**SET TASK:** Show every line of the records below that contains the string "target". Case counts.

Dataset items
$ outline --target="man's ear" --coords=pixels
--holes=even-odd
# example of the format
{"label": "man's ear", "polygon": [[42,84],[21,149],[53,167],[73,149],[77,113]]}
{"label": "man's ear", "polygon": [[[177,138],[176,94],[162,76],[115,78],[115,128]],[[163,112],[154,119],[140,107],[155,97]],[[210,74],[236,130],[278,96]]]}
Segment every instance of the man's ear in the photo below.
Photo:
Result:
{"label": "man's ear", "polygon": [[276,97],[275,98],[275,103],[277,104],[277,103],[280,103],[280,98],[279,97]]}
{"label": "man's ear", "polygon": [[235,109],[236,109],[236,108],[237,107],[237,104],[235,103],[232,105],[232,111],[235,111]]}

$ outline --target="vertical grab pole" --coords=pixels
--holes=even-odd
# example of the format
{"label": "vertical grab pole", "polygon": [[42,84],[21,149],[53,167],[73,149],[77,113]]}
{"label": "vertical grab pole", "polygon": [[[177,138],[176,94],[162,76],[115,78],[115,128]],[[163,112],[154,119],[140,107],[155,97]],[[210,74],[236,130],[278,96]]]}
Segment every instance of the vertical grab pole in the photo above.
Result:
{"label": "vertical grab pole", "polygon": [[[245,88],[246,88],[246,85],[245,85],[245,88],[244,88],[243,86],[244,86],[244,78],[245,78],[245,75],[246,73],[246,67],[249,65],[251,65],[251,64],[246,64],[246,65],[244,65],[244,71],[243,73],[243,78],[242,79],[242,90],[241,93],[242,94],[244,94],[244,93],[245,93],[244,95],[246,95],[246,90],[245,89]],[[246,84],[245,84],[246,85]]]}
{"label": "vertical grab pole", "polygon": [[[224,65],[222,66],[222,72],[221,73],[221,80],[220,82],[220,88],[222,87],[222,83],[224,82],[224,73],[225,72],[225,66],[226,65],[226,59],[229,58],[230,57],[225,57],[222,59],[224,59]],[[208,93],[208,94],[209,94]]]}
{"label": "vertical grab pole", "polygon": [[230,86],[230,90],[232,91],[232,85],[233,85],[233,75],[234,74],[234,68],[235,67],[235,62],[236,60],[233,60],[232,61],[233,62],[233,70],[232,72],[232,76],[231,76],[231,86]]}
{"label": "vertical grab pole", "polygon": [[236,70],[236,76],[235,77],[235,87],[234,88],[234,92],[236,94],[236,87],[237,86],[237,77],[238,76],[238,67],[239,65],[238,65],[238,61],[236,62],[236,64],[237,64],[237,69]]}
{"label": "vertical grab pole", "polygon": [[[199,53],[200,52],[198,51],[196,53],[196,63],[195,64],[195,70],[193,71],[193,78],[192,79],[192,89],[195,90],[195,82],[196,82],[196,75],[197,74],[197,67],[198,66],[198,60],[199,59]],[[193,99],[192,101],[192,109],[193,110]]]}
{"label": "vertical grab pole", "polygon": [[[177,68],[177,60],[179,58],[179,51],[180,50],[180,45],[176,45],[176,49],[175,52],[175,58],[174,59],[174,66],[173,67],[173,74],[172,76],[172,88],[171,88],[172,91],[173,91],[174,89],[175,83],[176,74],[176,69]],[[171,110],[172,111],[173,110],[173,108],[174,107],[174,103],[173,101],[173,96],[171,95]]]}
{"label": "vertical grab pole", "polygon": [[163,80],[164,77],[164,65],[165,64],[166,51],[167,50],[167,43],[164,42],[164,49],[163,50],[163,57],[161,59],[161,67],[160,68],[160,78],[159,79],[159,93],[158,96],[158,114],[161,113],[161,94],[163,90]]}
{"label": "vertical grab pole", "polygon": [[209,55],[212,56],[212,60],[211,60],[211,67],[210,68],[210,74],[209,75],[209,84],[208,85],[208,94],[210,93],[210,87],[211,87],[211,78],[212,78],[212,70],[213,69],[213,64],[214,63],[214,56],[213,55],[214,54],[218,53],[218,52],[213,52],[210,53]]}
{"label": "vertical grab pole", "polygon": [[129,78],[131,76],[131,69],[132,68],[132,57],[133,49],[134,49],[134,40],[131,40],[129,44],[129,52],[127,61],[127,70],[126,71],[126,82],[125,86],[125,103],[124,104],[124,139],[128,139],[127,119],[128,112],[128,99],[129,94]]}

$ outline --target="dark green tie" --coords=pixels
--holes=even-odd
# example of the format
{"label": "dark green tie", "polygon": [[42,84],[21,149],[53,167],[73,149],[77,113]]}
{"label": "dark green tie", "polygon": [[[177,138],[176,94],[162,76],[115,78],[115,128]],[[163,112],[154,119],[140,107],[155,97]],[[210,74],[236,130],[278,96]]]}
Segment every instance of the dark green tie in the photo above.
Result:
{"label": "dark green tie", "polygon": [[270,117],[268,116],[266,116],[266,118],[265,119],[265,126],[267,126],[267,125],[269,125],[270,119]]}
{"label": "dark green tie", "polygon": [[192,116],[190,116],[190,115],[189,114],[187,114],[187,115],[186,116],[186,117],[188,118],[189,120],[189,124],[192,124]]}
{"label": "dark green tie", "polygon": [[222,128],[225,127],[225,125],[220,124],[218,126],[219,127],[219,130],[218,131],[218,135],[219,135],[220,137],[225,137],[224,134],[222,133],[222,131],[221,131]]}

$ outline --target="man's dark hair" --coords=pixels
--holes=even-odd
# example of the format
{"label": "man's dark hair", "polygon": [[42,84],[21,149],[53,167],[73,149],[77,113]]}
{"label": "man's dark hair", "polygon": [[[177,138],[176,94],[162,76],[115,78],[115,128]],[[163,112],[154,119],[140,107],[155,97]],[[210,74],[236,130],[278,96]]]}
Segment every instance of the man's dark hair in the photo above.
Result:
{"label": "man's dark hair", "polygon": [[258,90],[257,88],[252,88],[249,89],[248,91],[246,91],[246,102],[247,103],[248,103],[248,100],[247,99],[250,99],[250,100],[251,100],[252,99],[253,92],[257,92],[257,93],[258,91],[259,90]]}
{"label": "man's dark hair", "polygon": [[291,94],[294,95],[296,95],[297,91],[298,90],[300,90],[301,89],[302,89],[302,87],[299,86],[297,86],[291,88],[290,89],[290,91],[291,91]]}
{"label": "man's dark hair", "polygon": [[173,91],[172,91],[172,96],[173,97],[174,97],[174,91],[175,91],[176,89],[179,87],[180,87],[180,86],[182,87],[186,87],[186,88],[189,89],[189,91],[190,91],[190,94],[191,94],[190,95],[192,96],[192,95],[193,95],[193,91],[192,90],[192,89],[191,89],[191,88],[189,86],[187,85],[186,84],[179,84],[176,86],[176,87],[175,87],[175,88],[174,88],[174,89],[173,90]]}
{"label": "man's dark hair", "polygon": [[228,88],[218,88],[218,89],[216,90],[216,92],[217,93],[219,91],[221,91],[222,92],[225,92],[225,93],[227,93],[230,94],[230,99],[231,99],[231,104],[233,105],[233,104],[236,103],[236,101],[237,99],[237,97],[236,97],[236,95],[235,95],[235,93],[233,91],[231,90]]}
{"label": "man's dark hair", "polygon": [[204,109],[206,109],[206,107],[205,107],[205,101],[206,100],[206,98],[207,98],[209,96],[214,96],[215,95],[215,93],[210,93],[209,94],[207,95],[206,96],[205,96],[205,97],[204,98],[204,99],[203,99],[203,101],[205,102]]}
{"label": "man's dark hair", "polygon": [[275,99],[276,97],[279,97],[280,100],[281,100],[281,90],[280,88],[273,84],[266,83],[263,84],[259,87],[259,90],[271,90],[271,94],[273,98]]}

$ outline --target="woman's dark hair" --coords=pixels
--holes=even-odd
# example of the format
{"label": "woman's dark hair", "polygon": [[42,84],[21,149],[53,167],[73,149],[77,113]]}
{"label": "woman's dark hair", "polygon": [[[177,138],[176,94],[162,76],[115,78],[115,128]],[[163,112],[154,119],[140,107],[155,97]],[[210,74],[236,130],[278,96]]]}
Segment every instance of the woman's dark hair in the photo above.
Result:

**RESULT FOR THIS EXERCISE:**
$ outline --target="man's ear" --coords=pixels
$ outline --target="vertical grab pole" --coords=pixels
$ outline --target="dark green tie" --coords=pixels
$ outline --target="man's dark hair" --coords=pixels
$ outline --target="woman's dark hair" --coords=pixels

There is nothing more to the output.